**AIM:** All lines from the line containing "the white trim" up to and including the last line of the listing below should be echoed exactly; no other lines belong in the response.

Lines of data:
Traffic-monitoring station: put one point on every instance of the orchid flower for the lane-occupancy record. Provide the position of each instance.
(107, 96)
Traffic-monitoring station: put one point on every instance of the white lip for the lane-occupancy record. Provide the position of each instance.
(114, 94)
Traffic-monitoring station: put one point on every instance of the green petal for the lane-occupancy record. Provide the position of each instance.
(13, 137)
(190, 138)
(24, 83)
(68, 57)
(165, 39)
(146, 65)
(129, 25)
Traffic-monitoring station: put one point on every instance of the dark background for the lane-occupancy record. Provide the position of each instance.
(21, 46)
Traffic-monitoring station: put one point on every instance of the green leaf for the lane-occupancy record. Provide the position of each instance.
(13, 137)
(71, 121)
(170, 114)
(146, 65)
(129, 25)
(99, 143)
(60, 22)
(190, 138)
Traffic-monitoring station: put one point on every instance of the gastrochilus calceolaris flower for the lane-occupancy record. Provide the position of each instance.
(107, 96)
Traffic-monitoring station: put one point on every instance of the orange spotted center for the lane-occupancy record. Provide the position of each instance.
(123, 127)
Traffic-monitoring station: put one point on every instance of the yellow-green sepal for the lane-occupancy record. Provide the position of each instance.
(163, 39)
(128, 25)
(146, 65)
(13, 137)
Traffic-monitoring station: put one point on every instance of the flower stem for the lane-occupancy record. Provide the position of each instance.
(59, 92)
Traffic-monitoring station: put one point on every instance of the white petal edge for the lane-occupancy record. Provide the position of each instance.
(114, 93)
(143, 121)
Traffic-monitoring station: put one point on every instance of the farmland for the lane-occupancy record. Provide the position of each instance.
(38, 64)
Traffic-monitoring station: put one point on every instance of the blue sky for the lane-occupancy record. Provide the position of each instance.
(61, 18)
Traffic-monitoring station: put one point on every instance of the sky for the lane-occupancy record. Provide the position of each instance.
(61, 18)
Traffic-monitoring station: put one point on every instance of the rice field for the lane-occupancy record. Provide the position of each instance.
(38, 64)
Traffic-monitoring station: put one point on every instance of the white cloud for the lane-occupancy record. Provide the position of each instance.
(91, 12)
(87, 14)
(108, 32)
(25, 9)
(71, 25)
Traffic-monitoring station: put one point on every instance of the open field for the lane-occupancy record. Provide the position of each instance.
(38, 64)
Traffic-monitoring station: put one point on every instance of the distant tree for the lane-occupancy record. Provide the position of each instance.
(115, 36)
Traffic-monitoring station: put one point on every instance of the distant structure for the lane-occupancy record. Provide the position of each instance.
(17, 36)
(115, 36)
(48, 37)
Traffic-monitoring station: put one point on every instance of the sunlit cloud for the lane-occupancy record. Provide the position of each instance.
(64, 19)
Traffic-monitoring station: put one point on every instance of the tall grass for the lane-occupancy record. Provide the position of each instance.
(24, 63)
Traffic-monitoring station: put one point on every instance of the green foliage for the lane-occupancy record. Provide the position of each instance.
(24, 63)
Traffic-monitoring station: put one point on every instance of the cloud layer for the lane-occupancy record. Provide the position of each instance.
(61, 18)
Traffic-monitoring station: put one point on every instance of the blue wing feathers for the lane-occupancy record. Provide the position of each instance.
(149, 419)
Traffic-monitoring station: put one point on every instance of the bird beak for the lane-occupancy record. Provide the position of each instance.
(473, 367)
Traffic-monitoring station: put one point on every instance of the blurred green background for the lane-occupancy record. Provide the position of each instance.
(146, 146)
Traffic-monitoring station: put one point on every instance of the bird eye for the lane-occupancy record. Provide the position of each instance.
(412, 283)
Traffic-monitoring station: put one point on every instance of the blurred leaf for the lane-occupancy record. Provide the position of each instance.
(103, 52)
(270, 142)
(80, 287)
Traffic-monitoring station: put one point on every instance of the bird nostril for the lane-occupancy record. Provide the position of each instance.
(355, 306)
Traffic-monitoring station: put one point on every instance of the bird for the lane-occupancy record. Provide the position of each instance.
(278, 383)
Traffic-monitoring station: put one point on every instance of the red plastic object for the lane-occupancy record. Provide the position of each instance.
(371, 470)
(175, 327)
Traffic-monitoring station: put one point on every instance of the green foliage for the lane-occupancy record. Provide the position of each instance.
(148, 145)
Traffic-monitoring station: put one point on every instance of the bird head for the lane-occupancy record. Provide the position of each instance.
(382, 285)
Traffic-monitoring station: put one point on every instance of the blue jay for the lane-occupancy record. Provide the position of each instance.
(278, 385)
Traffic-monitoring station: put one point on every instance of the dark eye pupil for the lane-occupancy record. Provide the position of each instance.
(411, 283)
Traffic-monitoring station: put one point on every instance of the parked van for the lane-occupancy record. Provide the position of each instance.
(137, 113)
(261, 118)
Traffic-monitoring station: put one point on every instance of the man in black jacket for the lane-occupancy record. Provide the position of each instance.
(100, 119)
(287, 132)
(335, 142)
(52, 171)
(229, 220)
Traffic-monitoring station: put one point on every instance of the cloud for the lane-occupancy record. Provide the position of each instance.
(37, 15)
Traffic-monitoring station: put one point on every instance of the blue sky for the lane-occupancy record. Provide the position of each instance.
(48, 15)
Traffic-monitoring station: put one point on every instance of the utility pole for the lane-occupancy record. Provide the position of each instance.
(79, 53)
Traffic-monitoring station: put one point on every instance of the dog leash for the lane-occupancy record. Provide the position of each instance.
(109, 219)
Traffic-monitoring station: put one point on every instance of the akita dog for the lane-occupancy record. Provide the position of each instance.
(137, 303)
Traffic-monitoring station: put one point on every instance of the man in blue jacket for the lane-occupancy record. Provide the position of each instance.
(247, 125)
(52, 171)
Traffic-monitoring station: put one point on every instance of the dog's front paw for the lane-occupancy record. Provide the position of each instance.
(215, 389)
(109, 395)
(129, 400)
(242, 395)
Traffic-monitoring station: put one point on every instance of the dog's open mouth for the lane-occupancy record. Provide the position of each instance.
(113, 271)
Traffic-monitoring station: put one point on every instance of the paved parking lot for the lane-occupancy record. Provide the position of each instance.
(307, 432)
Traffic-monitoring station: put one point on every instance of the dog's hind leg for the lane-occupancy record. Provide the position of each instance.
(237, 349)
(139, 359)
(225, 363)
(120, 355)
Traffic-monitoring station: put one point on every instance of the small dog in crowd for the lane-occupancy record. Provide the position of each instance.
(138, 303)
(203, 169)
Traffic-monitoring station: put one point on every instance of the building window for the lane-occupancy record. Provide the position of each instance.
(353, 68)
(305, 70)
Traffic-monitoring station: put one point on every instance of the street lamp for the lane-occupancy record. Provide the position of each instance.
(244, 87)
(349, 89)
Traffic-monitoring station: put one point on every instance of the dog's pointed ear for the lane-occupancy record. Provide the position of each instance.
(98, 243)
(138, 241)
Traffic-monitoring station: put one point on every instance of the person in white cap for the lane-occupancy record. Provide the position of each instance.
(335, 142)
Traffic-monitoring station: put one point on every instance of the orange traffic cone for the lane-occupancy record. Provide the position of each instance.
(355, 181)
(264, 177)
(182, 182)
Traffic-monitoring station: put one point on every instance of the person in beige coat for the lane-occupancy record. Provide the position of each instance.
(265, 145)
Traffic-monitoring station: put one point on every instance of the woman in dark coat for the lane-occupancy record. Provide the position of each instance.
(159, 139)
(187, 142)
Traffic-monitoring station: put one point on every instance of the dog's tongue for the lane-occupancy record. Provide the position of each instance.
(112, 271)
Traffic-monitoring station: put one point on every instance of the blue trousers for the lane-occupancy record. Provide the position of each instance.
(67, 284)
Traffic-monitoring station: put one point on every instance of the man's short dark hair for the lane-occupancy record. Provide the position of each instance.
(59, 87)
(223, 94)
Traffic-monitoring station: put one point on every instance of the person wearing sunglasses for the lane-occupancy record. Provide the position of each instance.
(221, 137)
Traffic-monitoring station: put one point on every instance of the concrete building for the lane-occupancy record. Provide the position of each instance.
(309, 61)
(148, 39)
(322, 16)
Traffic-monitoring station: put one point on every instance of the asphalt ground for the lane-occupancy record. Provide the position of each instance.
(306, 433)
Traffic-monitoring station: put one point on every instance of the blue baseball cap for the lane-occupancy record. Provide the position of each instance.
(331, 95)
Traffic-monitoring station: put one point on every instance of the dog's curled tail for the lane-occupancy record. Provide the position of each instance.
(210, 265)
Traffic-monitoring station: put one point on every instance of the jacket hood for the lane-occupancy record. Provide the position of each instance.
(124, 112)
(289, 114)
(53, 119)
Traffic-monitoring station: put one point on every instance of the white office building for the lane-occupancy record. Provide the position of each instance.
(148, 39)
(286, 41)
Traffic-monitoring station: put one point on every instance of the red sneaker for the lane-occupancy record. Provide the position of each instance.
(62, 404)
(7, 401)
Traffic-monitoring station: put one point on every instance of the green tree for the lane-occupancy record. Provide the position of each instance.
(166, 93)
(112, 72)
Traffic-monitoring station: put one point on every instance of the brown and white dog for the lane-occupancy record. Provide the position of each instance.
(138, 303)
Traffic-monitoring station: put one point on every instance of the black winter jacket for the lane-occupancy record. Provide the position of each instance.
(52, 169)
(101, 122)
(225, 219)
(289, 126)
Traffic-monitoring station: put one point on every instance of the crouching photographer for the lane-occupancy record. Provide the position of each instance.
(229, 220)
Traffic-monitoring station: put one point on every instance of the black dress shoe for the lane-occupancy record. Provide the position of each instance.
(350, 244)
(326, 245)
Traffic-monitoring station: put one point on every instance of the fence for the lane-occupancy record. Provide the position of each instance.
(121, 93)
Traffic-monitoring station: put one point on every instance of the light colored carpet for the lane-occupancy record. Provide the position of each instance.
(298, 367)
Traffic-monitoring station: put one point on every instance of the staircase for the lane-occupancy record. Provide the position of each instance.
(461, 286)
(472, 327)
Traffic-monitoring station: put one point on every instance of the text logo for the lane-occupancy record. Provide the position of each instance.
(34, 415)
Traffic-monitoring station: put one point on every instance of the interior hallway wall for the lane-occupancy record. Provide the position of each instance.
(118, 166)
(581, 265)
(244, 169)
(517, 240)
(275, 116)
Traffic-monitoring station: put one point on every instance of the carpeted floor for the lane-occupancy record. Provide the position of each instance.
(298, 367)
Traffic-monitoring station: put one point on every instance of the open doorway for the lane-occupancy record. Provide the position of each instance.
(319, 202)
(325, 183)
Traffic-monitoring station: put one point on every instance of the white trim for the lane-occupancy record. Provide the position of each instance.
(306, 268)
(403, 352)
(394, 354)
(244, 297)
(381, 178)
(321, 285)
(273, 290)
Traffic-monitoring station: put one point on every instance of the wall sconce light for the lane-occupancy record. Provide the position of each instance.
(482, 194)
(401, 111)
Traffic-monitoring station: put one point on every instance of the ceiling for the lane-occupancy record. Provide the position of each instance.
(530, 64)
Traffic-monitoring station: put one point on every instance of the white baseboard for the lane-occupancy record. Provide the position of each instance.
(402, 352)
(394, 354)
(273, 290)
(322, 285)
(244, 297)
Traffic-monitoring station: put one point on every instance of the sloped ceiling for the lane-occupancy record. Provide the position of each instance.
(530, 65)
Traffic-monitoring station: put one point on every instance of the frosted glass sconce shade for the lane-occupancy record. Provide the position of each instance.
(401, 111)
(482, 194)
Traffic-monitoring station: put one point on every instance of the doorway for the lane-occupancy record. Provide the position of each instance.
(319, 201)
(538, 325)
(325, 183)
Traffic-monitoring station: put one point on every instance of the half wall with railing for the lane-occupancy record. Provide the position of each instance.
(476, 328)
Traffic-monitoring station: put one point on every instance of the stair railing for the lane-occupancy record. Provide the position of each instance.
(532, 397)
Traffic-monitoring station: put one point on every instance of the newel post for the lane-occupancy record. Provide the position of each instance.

**EXPECTED ANSWER:**
Traffic-monitoring station: put one point on every instance of the white trim for the lane-occupancy record. Provide the position of each instance.
(306, 268)
(403, 352)
(394, 354)
(244, 297)
(381, 178)
(321, 285)
(273, 290)
Traffic-monitoring station: put one point on every instance of the wall sconce light for the lane-occupancy record. Provide the position of each instance.
(482, 194)
(401, 111)
Traffic-monitoring station: put one point on every instance of the ceiling for the lane-occupancy record. Provide the position of each instance.
(530, 64)
Traffic-monitoring station: put one point on every instance of the white baseboard for the lane-occupancy record. Provide the position of each instance.
(402, 352)
(394, 354)
(273, 290)
(322, 285)
(244, 297)
Traffic-monitoring station: put one point on every instance of the sloped ceiling for the lane-occupancy record. Provide the position of each instance.
(530, 65)
Traffic-monitoring station: put one point on every instance of the frosted glass sconce shade for the lane-occupancy record. Provide the position of each instance.
(401, 111)
(482, 194)
Traffic-monitoring station: put one point on every instance of the doorway for the lane-occupancy record. Provide the position of each instance.
(319, 201)
(538, 325)
(325, 183)
Traffic-monitoring station: put one point on every instance of the half wall with railing for the lane-occupancy record. Provide the position of each instance.
(476, 328)
Traffic-monitoring station: put one point on every instance of the stair railing for the lane-occupancy record. Provide the position of each instance.
(532, 397)
Traffic-monitoring station: put one point on every instance of the newel post for the lane-occupancy record. Provide the position of each instance.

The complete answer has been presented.